__PROVIDED RECORDS__.
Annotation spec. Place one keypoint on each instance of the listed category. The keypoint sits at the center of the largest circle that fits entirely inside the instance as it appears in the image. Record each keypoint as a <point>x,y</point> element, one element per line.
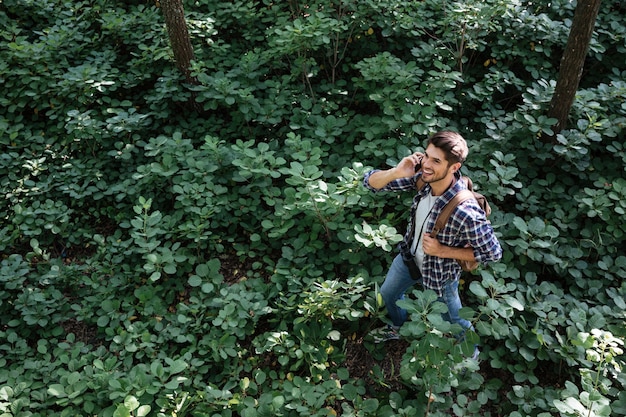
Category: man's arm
<point>404,169</point>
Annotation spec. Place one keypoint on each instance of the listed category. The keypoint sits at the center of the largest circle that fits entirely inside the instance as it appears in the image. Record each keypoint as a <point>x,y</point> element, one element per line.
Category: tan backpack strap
<point>445,214</point>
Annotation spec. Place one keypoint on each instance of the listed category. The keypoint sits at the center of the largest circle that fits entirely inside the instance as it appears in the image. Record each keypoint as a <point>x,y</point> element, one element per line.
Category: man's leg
<point>453,301</point>
<point>397,281</point>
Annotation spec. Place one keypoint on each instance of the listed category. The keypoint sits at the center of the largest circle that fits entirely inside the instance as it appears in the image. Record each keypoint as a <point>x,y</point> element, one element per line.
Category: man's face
<point>435,166</point>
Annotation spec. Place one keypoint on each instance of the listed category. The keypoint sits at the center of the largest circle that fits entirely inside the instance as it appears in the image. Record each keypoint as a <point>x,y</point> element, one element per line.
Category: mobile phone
<point>418,166</point>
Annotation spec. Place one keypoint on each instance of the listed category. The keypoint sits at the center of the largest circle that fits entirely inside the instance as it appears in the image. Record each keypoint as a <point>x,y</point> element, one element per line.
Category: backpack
<point>445,214</point>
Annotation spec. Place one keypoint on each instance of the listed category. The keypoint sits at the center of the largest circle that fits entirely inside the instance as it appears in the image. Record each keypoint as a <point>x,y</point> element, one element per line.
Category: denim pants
<point>399,280</point>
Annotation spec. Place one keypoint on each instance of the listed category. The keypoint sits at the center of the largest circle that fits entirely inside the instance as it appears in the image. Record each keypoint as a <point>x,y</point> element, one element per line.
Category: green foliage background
<point>159,261</point>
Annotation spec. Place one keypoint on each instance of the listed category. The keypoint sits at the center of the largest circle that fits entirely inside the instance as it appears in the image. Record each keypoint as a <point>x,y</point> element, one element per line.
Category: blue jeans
<point>399,280</point>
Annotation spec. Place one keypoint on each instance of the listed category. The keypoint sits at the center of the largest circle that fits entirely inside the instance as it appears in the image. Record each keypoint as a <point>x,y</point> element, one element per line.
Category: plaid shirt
<point>467,226</point>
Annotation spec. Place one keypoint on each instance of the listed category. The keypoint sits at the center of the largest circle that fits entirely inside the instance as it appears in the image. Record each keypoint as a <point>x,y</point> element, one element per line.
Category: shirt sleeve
<point>480,235</point>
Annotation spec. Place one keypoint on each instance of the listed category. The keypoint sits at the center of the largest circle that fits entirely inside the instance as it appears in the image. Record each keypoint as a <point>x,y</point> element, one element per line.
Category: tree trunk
<point>572,62</point>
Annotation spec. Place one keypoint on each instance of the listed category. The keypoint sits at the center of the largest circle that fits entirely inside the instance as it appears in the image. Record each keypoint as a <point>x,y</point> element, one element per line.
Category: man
<point>468,235</point>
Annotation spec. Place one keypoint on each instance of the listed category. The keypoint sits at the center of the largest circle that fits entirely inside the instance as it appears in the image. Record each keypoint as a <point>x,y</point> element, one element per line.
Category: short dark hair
<point>452,144</point>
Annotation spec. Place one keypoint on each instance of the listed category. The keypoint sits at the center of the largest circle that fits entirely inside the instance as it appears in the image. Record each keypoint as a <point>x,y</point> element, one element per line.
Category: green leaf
<point>57,390</point>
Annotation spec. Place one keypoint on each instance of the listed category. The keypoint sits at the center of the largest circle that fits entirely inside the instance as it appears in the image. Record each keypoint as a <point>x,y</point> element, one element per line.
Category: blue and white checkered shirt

__EXERCISE DETAILS__. Reproduce all of the items above, substituting "landmark" for every occurrence of "keypoint" and leaving everything else unchanged. Omit the pictures from your answer.

__SOLUTION__.
Annotation spec. Place one landmark on each instance of the listed category. The landmark sits at the center of the largest circle that fits entirely inside the instance as it appears in the image. Record each landmark as a <point>x,y</point> element, one element per line.
Category: man's arm
<point>404,169</point>
Annotation spec. Place one landmark on each instance of the listed category. The landmark sits at the center of the largest circle that fits entirely inside the instance as it appears in the image. Record each landmark as a <point>x,y</point> element, one element per line.
Category: tan backpack strap
<point>445,214</point>
Annotation spec. Place one landmark on each instance of the listed category. The landmark sits at the center of the largest circle that fits entirely inside the instance as it appears in the image. Record each landmark as a <point>x,y</point> element, one element per line.
Category: man's leg
<point>453,301</point>
<point>397,281</point>
Annotation spec. Place one landmark on each instance of the listed category. The landmark sits at the center of the largest circle that fits entirely inside the instance as it appears in the image. Record each landmark as a <point>x,y</point> element, one element per line.
Category: man's face
<point>435,166</point>
Annotation spec. Place one landmark on each instance of the listed category. The landmark sits at the center of the largest circle that fits entirely inside the instance as it appears in the image. Record each landmark as a <point>x,y</point> element, one element per line.
Category: mobile phone
<point>418,166</point>
Annotation spec. Place one landmark on each instance of the listed category. The landmark sits at the center of the largest circle that fits entirely inside the instance as it appears in the image. Record each landmark as a <point>x,y</point> element, one element per line.
Category: backpack
<point>445,214</point>
Annotation spec. Place one landmark on each instance of the listed category. The landmark sits at the center of the largest circle that fits entirely inside the instance as it appears in the image. Record each landmark as a <point>x,y</point> element, one element per line.
Category: denim pants
<point>399,280</point>
Annotation spec. Place one landmark on each instance of the listed category. The landmark sits at the center of the largest circle that fits entirely inside the instance as it appears in the image. Record each landmark as a <point>x,y</point> element, one element per line.
Category: green foliage background
<point>159,261</point>
Annotation spec. Place one landmark on each instance of the listed category. The landmark sits at the center of the largest circle that fits entirely inside the instance as it appears in the image. Record each landmark as a <point>x,y</point> element, one element per line.
Category: blue jeans
<point>399,280</point>
Annotation spec. Place one landmark on each instance of the listed category. The landmark sits at the center of the largest circle that fits entirely inside the instance as it appears in the image. Record each landmark as a <point>x,y</point> element, one element per line.
Category: plaid shirt
<point>467,226</point>
Annotation spec. Place one landmark on each instance of the listed category. The landmark sits at the center of the largest circle that fits entirely inside the instance as it appears in the image. Record each landmark as a <point>x,y</point> element, one element per line.
Category: shirt sleeve
<point>480,235</point>
Annotation spec. Place one landmark on each instance of the listed category. The landmark sits at the center of the largest circle that fits entirely inside the instance as it appears in the image. Record each landmark as a <point>x,y</point> element, one element per line.
Category: tree trunk
<point>572,62</point>
Annotation spec. Place one landmark on each instance of the listed category. The landmark sits at the center of the largest circle that fits entirely inside the instance as it appears in the image. Record each landmark as a <point>x,y</point> element, one element per line.
Category: man
<point>468,235</point>
Annotation spec. Place one landmark on each instance of the listed category. The landmark sits at the center of the largest circle that fits entirely inside the instance as it appears in the image. Record each landmark as a <point>x,y</point> element, one element per line.
Category: short dark hair
<point>452,144</point>
Annotation spec. Place one landmark on each instance of the listed category. The landmark sits at the center of the largest circle that fits entirely inside the instance as it appears in the image. Record each landmark as a <point>x,y</point> element, one element per line.
Category: green leaf
<point>57,390</point>
Annotation spec. Place one landmark on each instance of the listed category. The landmark sits at the center of the largest circle that fits entirely inside the instance as it appears in the image. Record each landmark as a <point>x,y</point> element, one element per line.
Category: blue and white checkered shirt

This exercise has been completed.